• **To do**
Find the line that contains "Your task is to find each blue"; then retype it and each line after it, exactly, through the final line of the data below.

• **Records provided**
-*-
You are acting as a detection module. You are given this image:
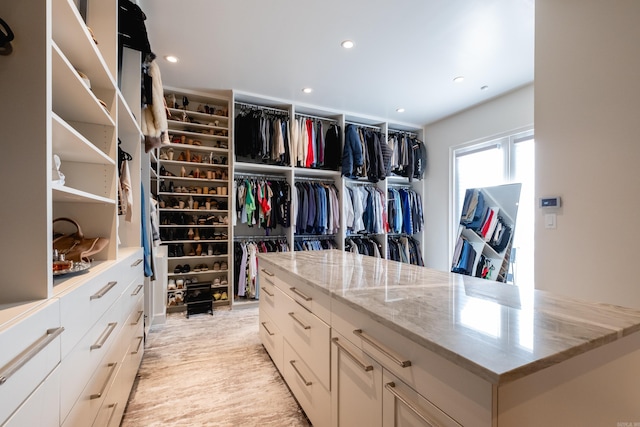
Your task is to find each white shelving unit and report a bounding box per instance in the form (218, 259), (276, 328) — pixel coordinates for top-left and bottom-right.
(0, 0), (145, 425)
(155, 87), (233, 314)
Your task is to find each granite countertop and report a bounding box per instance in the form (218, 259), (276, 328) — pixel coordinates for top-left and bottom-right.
(258, 250), (640, 384)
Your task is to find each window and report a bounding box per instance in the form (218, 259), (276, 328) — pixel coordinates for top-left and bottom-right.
(452, 130), (534, 287)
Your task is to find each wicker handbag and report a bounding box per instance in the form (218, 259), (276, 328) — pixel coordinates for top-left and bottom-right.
(52, 217), (109, 262)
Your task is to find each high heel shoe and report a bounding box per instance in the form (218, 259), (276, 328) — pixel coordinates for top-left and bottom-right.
(188, 196), (194, 209)
(169, 181), (175, 193)
(168, 148), (174, 160)
(188, 228), (195, 240)
(177, 151), (187, 161)
(194, 229), (200, 241)
(181, 166), (186, 177)
(160, 182), (167, 192)
(195, 243), (202, 256)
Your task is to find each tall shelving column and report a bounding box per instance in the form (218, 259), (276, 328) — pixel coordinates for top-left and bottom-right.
(156, 87), (232, 314)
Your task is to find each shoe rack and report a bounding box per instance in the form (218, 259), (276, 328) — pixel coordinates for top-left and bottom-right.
(156, 87), (232, 313)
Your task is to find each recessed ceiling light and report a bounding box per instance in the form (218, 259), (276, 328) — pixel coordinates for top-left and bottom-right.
(165, 55), (178, 63)
(341, 40), (355, 49)
(302, 87), (313, 94)
(453, 76), (464, 83)
(481, 85), (489, 91)
(396, 108), (405, 113)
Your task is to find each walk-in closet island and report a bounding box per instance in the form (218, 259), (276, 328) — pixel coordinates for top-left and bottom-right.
(258, 250), (640, 427)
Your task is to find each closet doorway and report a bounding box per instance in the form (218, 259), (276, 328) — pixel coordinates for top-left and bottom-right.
(452, 130), (535, 287)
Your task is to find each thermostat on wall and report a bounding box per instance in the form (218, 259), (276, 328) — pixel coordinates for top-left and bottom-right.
(539, 197), (561, 208)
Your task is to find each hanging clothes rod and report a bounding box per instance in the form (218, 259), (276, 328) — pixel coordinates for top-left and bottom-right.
(345, 180), (378, 187)
(294, 176), (337, 184)
(295, 113), (338, 123)
(234, 172), (288, 181)
(388, 128), (418, 137)
(345, 121), (382, 131)
(294, 234), (337, 241)
(234, 235), (288, 241)
(235, 101), (289, 114)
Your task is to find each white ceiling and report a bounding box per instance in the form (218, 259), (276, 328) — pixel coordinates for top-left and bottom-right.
(139, 0), (535, 127)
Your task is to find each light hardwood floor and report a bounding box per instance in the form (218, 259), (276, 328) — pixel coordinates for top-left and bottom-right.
(120, 305), (311, 427)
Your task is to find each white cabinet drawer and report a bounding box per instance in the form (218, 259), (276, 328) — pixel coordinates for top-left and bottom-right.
(280, 291), (330, 390)
(0, 299), (61, 425)
(59, 268), (123, 358)
(62, 322), (129, 427)
(332, 299), (492, 426)
(259, 310), (283, 373)
(259, 264), (331, 324)
(283, 341), (330, 427)
(60, 297), (126, 421)
(2, 365), (61, 427)
(382, 370), (461, 427)
(258, 272), (278, 320)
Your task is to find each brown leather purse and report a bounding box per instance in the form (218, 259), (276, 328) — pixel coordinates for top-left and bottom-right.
(52, 217), (109, 262)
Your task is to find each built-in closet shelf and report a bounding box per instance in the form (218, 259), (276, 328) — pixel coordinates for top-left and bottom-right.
(52, 185), (116, 204)
(158, 176), (229, 185)
(234, 161), (291, 174)
(52, 113), (114, 165)
(117, 91), (143, 142)
(294, 168), (341, 179)
(52, 42), (115, 127)
(168, 270), (229, 277)
(168, 255), (229, 261)
(158, 192), (229, 198)
(52, 0), (114, 89)
(162, 142), (229, 155)
(167, 128), (229, 142)
(160, 160), (229, 168)
(167, 118), (228, 133)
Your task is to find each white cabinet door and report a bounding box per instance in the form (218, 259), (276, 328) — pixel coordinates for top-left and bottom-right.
(382, 370), (461, 427)
(331, 331), (383, 427)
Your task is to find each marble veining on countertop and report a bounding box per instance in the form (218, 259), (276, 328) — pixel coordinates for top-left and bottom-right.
(258, 250), (640, 384)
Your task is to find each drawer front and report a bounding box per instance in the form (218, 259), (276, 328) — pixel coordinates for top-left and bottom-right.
(63, 322), (129, 427)
(280, 291), (330, 390)
(332, 299), (493, 426)
(59, 267), (126, 358)
(283, 341), (330, 427)
(259, 310), (283, 373)
(259, 265), (331, 324)
(382, 370), (461, 427)
(258, 271), (278, 320)
(60, 296), (126, 421)
(0, 300), (61, 425)
(3, 366), (61, 427)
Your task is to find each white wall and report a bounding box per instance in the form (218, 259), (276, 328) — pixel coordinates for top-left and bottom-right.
(423, 85), (534, 271)
(535, 0), (640, 309)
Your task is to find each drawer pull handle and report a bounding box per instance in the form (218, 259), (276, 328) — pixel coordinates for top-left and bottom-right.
(261, 268), (274, 277)
(131, 310), (144, 325)
(131, 258), (143, 267)
(289, 287), (312, 302)
(332, 337), (373, 372)
(0, 326), (64, 386)
(354, 329), (412, 368)
(385, 382), (439, 427)
(288, 312), (311, 330)
(106, 403), (119, 425)
(261, 322), (275, 336)
(289, 360), (312, 386)
(90, 362), (117, 399)
(131, 284), (143, 296)
(91, 322), (117, 350)
(260, 286), (274, 297)
(90, 281), (117, 300)
(131, 336), (144, 354)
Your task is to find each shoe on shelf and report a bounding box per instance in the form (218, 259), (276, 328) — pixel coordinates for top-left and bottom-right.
(182, 264), (191, 273)
(174, 265), (183, 274)
(168, 279), (176, 290)
(213, 262), (220, 271)
(195, 243), (202, 255)
(220, 261), (228, 270)
(220, 291), (228, 300)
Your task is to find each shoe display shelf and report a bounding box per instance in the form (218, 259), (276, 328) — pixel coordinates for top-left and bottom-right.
(156, 88), (232, 314)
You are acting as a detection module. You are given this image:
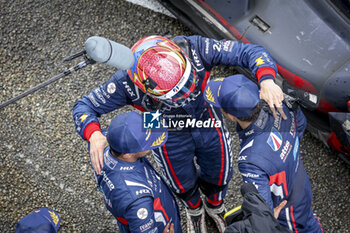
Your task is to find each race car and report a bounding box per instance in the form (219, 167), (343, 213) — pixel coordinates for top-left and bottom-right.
(157, 0), (350, 163)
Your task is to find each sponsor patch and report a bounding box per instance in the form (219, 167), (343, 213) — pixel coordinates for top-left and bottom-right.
(245, 129), (254, 136)
(154, 212), (166, 226)
(191, 49), (204, 71)
(267, 128), (283, 151)
(137, 208), (148, 220)
(273, 115), (282, 130)
(262, 52), (274, 65)
(241, 172), (259, 178)
(293, 136), (299, 160)
(205, 38), (210, 54)
(88, 93), (100, 107)
(101, 88), (110, 99)
(255, 56), (265, 66)
(94, 88), (106, 103)
(123, 81), (136, 97)
(79, 114), (88, 123)
(120, 166), (134, 171)
(140, 219), (154, 232)
(223, 40), (234, 52)
(105, 151), (117, 169)
(107, 82), (116, 94)
(254, 110), (268, 129)
(136, 189), (151, 195)
(289, 111), (296, 137)
(101, 171), (115, 191)
(280, 140), (292, 162)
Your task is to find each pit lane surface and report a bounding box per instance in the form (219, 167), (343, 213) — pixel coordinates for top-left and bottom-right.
(0, 0), (349, 232)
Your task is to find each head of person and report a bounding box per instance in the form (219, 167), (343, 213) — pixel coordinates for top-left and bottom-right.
(203, 74), (262, 125)
(15, 208), (60, 233)
(106, 111), (168, 159)
(128, 36), (198, 108)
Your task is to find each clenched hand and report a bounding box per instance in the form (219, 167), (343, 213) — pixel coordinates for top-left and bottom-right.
(89, 131), (108, 174)
(260, 79), (287, 120)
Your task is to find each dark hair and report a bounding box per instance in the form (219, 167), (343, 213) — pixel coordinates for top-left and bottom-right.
(110, 148), (124, 158)
(237, 101), (263, 122)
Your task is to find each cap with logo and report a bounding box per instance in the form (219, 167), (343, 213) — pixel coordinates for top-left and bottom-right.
(107, 111), (168, 153)
(15, 208), (60, 233)
(204, 74), (260, 118)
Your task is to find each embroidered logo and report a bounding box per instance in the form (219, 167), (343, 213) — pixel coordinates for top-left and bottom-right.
(205, 86), (215, 103)
(255, 56), (265, 66)
(267, 128), (283, 151)
(79, 114), (88, 122)
(151, 132), (166, 147)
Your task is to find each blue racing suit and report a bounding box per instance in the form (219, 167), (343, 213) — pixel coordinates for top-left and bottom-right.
(73, 35), (278, 208)
(237, 105), (323, 233)
(96, 147), (182, 233)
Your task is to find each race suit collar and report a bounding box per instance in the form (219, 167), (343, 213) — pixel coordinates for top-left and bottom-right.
(237, 109), (272, 142)
(104, 148), (145, 169)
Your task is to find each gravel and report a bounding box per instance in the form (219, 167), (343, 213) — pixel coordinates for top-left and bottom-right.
(0, 0), (349, 232)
-*-
• **Task output**
Your task is to find each blue racing suit and report a bounding box per instance in the form (219, 167), (343, 213) — pixel coordinates for top-left and bottom-right.
(73, 35), (278, 208)
(237, 105), (323, 233)
(96, 147), (182, 233)
Your task is to find each race suit collar and report a bounding box per instance in the form (219, 167), (343, 213) — pixel coordinates for top-left and bottom-right.
(237, 109), (272, 142)
(104, 148), (145, 169)
Your task is to find each gravel and report a bounding box per instance in the form (219, 167), (343, 213) — pixel coordinates for top-left and bottom-right.
(0, 0), (349, 232)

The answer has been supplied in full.